Objective
Go through the training journal below and list every word or phrase it puts in quotation marks. Give each distinct wording once, keep its capitalization, and follow the order in which they first appear.

Given text
________

# Tito's Training Journal, weeks 4 and 5, REAL long



## hotel4dogs (Sep 29, 2008)

I'll put both weeks together, I missed writing week 4's journal, but the training sessions are following a pattern now so the weeks are similar. Gonna be long, though.

First 5-10 minutes both weeks involved further work on the force fetch. Tito willingly lunges to a force bumper laid on the ground several feet away and grabs it.
A couple of things that were of interest to me. First, the trainer uses the word "FETCH" only when doing the FF. Otherwise it's "take it", which is what Tito is used to from obedience. I asked him why, he said that Fetch is "the F-word" to his dogs. When they hear that word they associate it with a certain behavior, whereas "take it" can be used for fun bumpers, etc. I hadn't thought of this, but can see it would be valuable to have two different commands. When Tito is totally force trained, I assume we will switch to using "Fetch" when going for birds. (?)
Also, the trainer says that in a way dogs like Tito are very hard to train, because he is so smart and willing. Sometimes it's hard to tell if Tito is doing something because he wants to (willing), or because he feels he HAS to. We have a hard time setting him up for situations where he doesn't choose to do something and we have to force him to do it. This is critical (which I can see from what's going on in the obedience ring right now, but that's a different topic) because at some point he is going to decide he doesn't want to do something and we need to have this to fall back on. Right now he decides he wants to do whatever we want him to do. It's his basic personality. So it's easy to assume that he's thoroughly "trained" when he's not. He's just going along with the program because he feels like it.
We do things like have him run a bit so he's warm and panting, and then have him walk around holding a bumper. Clearly he'd rather *not* hold the bumper, but danged if we can get him to drop it so we can get a correction in. We have to keep upping the ante to get him to decide not to do something we've asked him to do.

________

Stored data
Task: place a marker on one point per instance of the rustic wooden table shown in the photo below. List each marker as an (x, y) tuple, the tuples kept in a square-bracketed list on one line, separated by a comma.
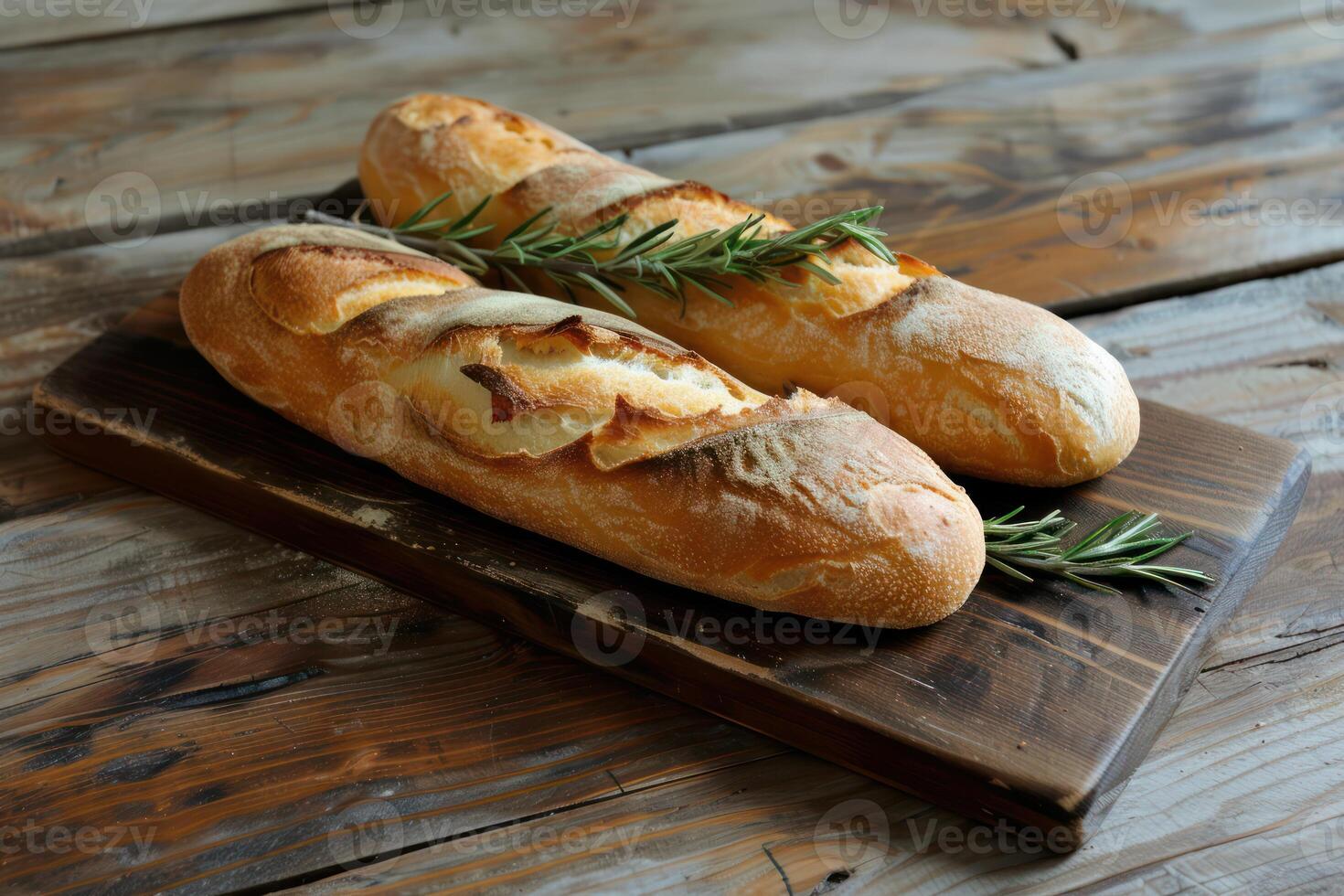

________

Solution for this problem
- "FETCH"
- "take it"
- "the F-word"
- "Fetch"
- "trained"